Richard Davies of Alcatel-Lucent gave an update on LTE testing under what is called the LTE/SAE (System Architecture Evolution) Initiative (LSTI). This process has driven the operators and vendors of LTE equipment. Major testing will probably wrap up in late 2008 or early 2009 with customer trials in 2009. First implementation in basestations and handsets is not expected until 2010. Lab test show that with 1x2 single-input multiple-output (SIMO) downlink data rates have hit 88.7 Mb/s. Rates of 172.8 and 326.4 Mb/s have been achieved with 2x2 and 4x4 MIMO. Much lower data rates are expect in the real world but the potential is really there. Uplink rates are roughly half the downlink rates.
Tim Ryan of Optichron talked about the need for broadband power amps for basestations. There is need to maintain the GSM/EDGE capability while providing for 3G technologies like UMTS WCDDMA and HSDPA. Multi-carrier amps are the solution. Another need is for an increase in efficiency as PAs account for a huge portion of the power drain in a basestation. Optichron's digital pre-distortion linearization chips provide one good solution.
Dr. Mehmet Unsoy, a partner at Cartegenba Capital, discussed how to position WiMAX as complementary to LTE. Both LTE and WiMAX are very similar because both are based on OFDMA but are not compatible. LTE is FDD while WiMAX is TDD. Because WiMAX is available right now and appears to be less expensive overall, it may be the best solution to new wireless services in developing countries with little or no wired service.

* **Task A**
Reproduce word for word the stretch of the LTE and WiMAX notes from "Richard Davies of" through "the downlink rates.".
* **Task B**
Answer these questions using the LTE and WiMAX notes.
(i) What company is Richard Davies with?
(ii) What kind of amp is named as the solution for keeping GSM/EDGE capability while providing for 3G technologies?
(iii) Which of LTE and WiMAX is TDD?

* **Information supplied**
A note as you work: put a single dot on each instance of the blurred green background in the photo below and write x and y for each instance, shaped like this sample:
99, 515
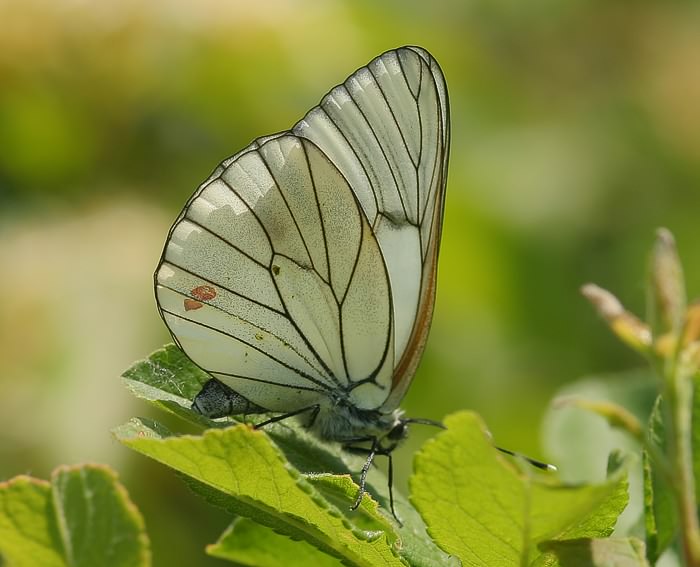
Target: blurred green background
575, 133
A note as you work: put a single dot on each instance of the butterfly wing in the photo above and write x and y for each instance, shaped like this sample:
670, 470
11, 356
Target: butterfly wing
273, 281
387, 130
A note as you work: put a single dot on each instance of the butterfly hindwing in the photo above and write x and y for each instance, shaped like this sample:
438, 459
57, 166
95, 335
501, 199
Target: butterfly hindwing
273, 281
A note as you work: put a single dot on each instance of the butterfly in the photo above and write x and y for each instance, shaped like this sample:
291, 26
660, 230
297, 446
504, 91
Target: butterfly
301, 274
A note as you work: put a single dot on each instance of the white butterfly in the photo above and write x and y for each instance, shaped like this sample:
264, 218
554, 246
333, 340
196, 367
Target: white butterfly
301, 275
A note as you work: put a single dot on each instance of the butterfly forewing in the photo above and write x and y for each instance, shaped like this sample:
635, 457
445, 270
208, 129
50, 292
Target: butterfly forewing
386, 128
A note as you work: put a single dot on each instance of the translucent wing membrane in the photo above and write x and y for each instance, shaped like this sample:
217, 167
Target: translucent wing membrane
273, 281
387, 129
305, 265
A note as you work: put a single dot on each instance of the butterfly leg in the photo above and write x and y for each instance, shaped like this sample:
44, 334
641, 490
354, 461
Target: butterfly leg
216, 399
313, 409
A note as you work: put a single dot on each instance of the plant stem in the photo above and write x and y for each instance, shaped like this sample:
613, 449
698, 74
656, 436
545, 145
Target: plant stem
679, 395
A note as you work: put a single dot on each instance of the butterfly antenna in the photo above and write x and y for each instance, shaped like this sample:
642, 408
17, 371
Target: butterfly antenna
534, 462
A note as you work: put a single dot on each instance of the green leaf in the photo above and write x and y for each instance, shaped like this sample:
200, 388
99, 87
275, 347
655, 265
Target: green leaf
486, 511
248, 543
82, 518
627, 552
660, 515
252, 472
305, 455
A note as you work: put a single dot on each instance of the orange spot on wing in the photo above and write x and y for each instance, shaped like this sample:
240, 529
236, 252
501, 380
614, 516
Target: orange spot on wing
191, 304
203, 292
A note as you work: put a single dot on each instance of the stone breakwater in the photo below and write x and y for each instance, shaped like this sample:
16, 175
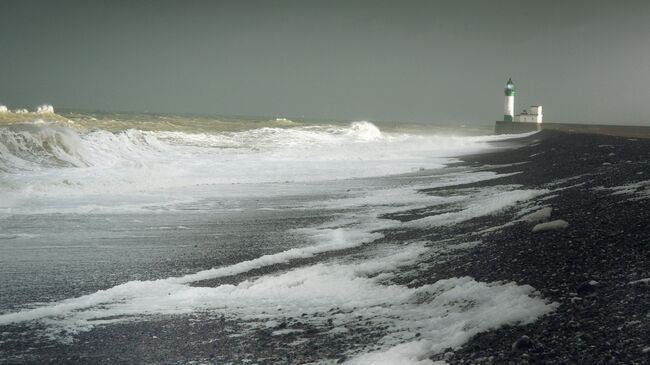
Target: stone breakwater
596, 264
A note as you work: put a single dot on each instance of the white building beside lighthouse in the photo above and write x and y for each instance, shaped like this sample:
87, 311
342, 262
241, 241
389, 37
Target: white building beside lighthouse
532, 115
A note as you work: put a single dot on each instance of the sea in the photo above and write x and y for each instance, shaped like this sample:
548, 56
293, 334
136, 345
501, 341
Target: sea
145, 238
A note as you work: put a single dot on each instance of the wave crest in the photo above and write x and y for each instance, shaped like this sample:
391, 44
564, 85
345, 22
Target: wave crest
26, 146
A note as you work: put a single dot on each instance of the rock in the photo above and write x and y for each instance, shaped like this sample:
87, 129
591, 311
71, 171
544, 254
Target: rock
522, 344
555, 225
537, 216
587, 288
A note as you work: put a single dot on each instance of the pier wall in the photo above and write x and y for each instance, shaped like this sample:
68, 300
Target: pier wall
502, 127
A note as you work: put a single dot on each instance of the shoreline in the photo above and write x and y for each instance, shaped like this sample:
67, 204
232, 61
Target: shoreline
595, 269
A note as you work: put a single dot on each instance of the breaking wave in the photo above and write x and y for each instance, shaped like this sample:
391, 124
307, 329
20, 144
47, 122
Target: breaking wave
55, 159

* **Task answer A**
Richard Davies of Alcatel-Lucent gave an update on LTE testing under what is called the LTE/SAE (System Architecture Evolution) Initiative (LSTI). This process has driven the operators and vendors of LTE equipment. Major testing will probably wrap up in late 2008 or early 2009 with customer trials in 2009. First implementation in basestations and handsets is not expected until 2010. Lab test show that with 1x2 single-input multiple-output (SIMO) downlink data rates have hit 88.7 Mb/s. Rates of 172.8 and 326.4 Mb/s have been achieved with 2x2 and 4x4 MIMO. Much lower data rates are expect in the real world but the potential is really there. Uplink rates are roughly half the downlink rates.

* **Task answer B**
(i) Alcatel-Lucent
(ii) Multi-carrier amps
(iii) WiMAX